■ PROBLEM TO SOLVE: Reproduce the records below in full, switching every occurrence of "Reviewer note" to "Annotator note" and leaving everything else unchanged.

■ Data listing:
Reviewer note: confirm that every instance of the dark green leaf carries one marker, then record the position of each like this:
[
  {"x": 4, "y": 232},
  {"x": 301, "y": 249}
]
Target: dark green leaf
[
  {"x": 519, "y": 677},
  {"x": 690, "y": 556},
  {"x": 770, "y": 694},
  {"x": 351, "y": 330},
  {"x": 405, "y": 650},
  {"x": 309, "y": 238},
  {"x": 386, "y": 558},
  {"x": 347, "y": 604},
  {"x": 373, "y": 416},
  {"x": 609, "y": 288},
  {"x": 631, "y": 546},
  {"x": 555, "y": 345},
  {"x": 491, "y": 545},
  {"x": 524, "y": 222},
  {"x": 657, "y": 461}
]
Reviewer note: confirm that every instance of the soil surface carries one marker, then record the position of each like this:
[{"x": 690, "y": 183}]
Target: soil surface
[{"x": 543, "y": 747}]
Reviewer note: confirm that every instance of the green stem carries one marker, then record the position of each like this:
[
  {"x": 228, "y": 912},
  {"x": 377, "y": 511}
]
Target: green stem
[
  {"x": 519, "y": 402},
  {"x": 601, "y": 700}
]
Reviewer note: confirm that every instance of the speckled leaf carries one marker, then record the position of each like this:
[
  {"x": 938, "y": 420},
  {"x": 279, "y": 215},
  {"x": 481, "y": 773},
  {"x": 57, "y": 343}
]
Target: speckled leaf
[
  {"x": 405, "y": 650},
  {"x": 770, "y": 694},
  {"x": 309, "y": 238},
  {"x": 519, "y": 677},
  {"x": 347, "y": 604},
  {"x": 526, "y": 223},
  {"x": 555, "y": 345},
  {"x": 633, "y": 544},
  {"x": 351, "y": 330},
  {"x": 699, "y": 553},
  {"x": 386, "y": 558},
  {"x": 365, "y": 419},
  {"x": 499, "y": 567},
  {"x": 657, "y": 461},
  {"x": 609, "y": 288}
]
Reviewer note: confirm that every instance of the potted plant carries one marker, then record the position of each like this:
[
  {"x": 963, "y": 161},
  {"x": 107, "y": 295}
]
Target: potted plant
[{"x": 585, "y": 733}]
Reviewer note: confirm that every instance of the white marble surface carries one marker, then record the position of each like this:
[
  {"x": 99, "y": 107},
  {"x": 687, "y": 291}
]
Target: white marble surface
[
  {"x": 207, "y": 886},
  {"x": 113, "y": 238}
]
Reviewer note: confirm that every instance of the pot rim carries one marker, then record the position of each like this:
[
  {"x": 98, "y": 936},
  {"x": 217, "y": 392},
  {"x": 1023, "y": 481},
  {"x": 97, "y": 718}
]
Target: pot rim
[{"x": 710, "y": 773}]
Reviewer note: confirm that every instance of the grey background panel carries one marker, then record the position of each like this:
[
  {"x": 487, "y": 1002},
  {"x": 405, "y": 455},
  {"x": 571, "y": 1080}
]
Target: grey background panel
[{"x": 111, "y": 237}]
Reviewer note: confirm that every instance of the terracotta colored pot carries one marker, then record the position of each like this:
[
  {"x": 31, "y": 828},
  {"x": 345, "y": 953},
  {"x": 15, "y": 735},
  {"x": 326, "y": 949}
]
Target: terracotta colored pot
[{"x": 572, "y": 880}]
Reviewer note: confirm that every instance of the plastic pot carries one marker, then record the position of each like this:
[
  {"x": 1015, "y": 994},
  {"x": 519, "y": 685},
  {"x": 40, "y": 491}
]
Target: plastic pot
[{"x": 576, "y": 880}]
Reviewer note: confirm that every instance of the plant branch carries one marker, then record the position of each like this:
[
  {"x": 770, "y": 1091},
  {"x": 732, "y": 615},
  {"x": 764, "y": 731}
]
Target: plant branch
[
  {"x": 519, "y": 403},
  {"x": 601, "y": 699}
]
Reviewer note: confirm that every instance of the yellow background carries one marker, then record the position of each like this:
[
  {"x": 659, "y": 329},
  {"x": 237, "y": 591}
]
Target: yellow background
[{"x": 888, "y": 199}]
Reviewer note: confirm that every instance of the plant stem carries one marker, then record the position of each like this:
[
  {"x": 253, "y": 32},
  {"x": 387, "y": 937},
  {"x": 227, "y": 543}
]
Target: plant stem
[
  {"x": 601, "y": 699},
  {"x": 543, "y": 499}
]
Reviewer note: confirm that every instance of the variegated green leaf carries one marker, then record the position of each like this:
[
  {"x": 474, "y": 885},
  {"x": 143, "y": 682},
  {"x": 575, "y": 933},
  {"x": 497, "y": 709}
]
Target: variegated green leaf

■ SOLVED PROBLEM:
Annotator note: confirm that every instance of the dark green leaf carries one marker, then record the position of each like this:
[
  {"x": 4, "y": 232},
  {"x": 301, "y": 249}
]
Target: dark green leaf
[
  {"x": 519, "y": 677},
  {"x": 690, "y": 556},
  {"x": 770, "y": 694},
  {"x": 351, "y": 330},
  {"x": 405, "y": 650},
  {"x": 309, "y": 238},
  {"x": 386, "y": 558},
  {"x": 347, "y": 604},
  {"x": 373, "y": 416},
  {"x": 609, "y": 288},
  {"x": 631, "y": 546},
  {"x": 555, "y": 345},
  {"x": 491, "y": 545},
  {"x": 524, "y": 222},
  {"x": 657, "y": 461}
]
Annotator note: confirm that every instance of the soil surface carries one marker, then record the position of each like this:
[{"x": 690, "y": 183}]
Target: soil surface
[{"x": 543, "y": 747}]
Annotator note: confirm that every instance of the green stem carries one marker, then record the position of each like this:
[
  {"x": 228, "y": 912},
  {"x": 377, "y": 511}
]
Target: green stem
[
  {"x": 519, "y": 402},
  {"x": 601, "y": 700}
]
Annotator note: confirm that every instance of the speckled leaf carries one marker, then record the position of each like this:
[
  {"x": 938, "y": 420},
  {"x": 279, "y": 215},
  {"x": 481, "y": 773},
  {"x": 57, "y": 343}
]
Target: speckled leaf
[
  {"x": 405, "y": 650},
  {"x": 770, "y": 694},
  {"x": 309, "y": 238},
  {"x": 519, "y": 677},
  {"x": 347, "y": 604},
  {"x": 526, "y": 223},
  {"x": 555, "y": 345},
  {"x": 633, "y": 544},
  {"x": 351, "y": 330},
  {"x": 699, "y": 553},
  {"x": 386, "y": 558},
  {"x": 365, "y": 419},
  {"x": 499, "y": 567},
  {"x": 657, "y": 461},
  {"x": 609, "y": 288}
]
Annotator note: confirm that every instance of the potted plant carries one marker, then record the position of each like this:
[
  {"x": 963, "y": 161},
  {"x": 107, "y": 295}
]
Target: potted plant
[{"x": 585, "y": 733}]
Annotator note: confirm that every instance of the white marble surface carries one marker, then record the position of each like this:
[
  {"x": 99, "y": 107},
  {"x": 687, "y": 291}
]
Target: white marble surface
[
  {"x": 207, "y": 886},
  {"x": 113, "y": 238}
]
Annotator note: confirm that every instance of the pot rim carries one marker, then record the position of each like this:
[
  {"x": 98, "y": 936},
  {"x": 217, "y": 392},
  {"x": 1023, "y": 481},
  {"x": 97, "y": 718}
]
Target: pot rim
[{"x": 710, "y": 773}]
Annotator note: confirm that every instance of the grey background panel carries one marker, then record the position of each like this:
[
  {"x": 487, "y": 1002},
  {"x": 405, "y": 455},
  {"x": 571, "y": 1080}
]
Target: grey background panel
[{"x": 111, "y": 237}]
Annotator note: confirm that every instance of the terracotta colored pot carries one marker, then record the position of each like this:
[
  {"x": 31, "y": 828},
  {"x": 345, "y": 953},
  {"x": 15, "y": 735},
  {"x": 326, "y": 949}
]
Target: terracotta colored pot
[{"x": 572, "y": 880}]
Annotator note: confirm that every instance of the plastic pot carries one marker, then record the position of each like this:
[
  {"x": 1015, "y": 994},
  {"x": 519, "y": 685},
  {"x": 40, "y": 491}
]
Target: plastic pot
[{"x": 576, "y": 880}]
Annotator note: confirm that every instance of the plant branch carries one marker, then record the position of each like this:
[
  {"x": 770, "y": 1091},
  {"x": 732, "y": 615},
  {"x": 764, "y": 731}
]
Target: plant branch
[
  {"x": 519, "y": 403},
  {"x": 601, "y": 699}
]
Annotator note: confirm that every instance of the yellow background carries one marker, then record the position of each like this:
[
  {"x": 659, "y": 329},
  {"x": 237, "y": 591}
]
Target: yellow background
[{"x": 888, "y": 199}]
Annotator note: confirm that every instance of the plant stem carries one marker, then record the position of each like this:
[
  {"x": 253, "y": 32},
  {"x": 387, "y": 937},
  {"x": 227, "y": 543}
]
Target: plant stem
[
  {"x": 601, "y": 699},
  {"x": 543, "y": 499}
]
Annotator note: confirm that every instance of the variegated green leaf carries one marker, then record the position of each like this:
[
  {"x": 474, "y": 885},
  {"x": 143, "y": 682},
  {"x": 575, "y": 933},
  {"x": 497, "y": 709}
]
Target: variegated green leaf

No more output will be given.